== RECORDED DATA ==

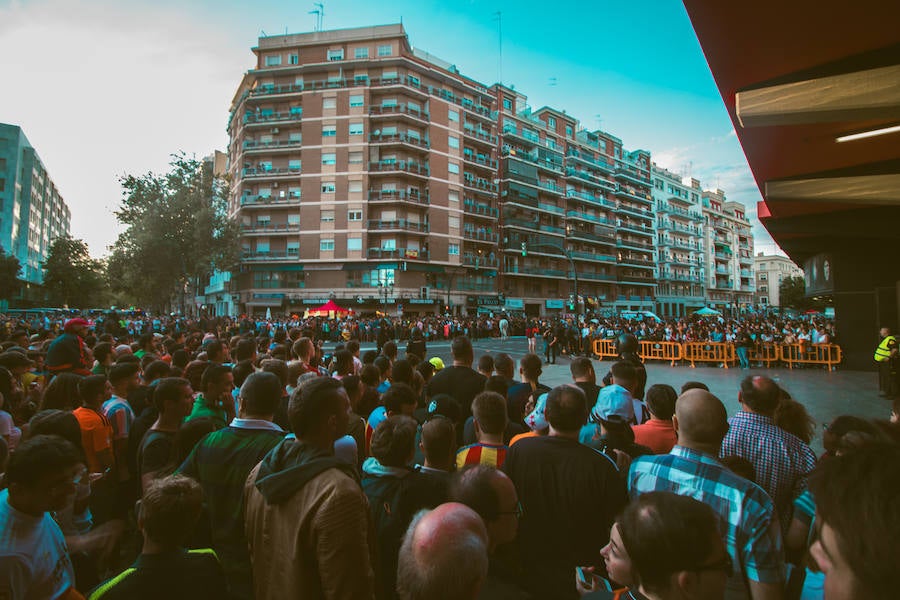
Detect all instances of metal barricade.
[594,340,619,360]
[682,342,735,369]
[747,343,781,367]
[640,341,684,367]
[780,344,844,371]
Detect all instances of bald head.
[397,502,488,600]
[675,389,728,447]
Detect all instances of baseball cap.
[591,385,634,423]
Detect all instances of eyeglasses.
[499,500,525,519]
[691,552,734,576]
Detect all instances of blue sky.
[0,0,776,255]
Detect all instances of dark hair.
[809,443,900,598]
[41,373,82,410]
[450,465,500,523]
[422,415,457,462]
[617,492,731,593]
[370,415,417,467]
[288,377,343,438]
[569,356,594,377]
[741,375,781,414]
[681,381,709,394]
[5,434,83,485]
[391,359,413,385]
[450,335,475,360]
[644,383,678,421]
[544,385,588,432]
[241,371,284,415]
[78,375,106,404]
[472,392,507,435]
[153,377,191,414]
[381,383,419,414]
[138,475,203,548]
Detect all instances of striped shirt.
[456,444,508,469]
[628,446,784,583]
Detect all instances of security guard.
[875,327,898,398]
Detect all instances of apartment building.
[753,252,803,308]
[0,123,72,305]
[228,25,500,314]
[701,189,756,315]
[652,164,707,317]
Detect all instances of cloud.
[0,0,252,255]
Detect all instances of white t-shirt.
[0,490,75,600]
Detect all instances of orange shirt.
[72,406,113,473]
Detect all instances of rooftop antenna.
[494,10,503,85]
[309,2,325,31]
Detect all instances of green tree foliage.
[0,246,22,300]
[41,236,106,308]
[108,154,238,310]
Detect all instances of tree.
[108,153,238,310]
[0,246,22,300]
[41,235,106,308]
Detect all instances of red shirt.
[631,419,678,454]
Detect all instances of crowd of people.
[0,318,900,600]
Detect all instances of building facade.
[0,123,72,303]
[753,252,803,309]
[701,189,756,315]
[652,164,708,317]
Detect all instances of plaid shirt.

===

Can you copy every line of the data between the lines holding "Detect all instances of eyeglasses." and "[309,2,325,31]", inclusive, multiplying each bounding-box coordinate by 0.3 and rounding it to a whole number with halves going up, while leaving all other lines unchanged?

Detect all instances of eyeglasses.
[150,150,158,156]
[207,166,220,173]
Detect all instances of blue sky.
[0,0,233,77]
Detect all instances of dark hair.
[243,133,270,179]
[12,112,25,123]
[135,140,150,157]
[127,125,137,139]
[185,148,219,178]
[111,125,125,140]
[86,113,103,131]
[171,107,178,113]
[222,113,234,124]
[204,114,213,118]
[2,130,25,146]
[117,108,124,116]
[135,101,143,108]
[193,115,203,126]
[163,116,176,130]
[72,111,85,125]
[23,113,32,121]
[142,118,152,131]
[46,113,57,124]
[114,115,126,124]
[41,143,61,164]
Detect all instances of striped shirt.
[137,133,152,141]
[188,134,235,175]
Detect all instances of security guard.
[263,98,269,119]
Detect all instances of apartment building.
[226,76,241,92]
[0,37,22,92]
[68,8,150,94]
[210,57,227,95]
[196,49,212,95]
Detect all instances of cloud.
[0,0,76,77]
Detect all instances of white t-shirt.
[0,147,23,180]
Detect all instances of orange shirt.
[22,122,34,142]
Detect all instances of rooftop antenna.
[148,3,151,26]
[93,1,98,9]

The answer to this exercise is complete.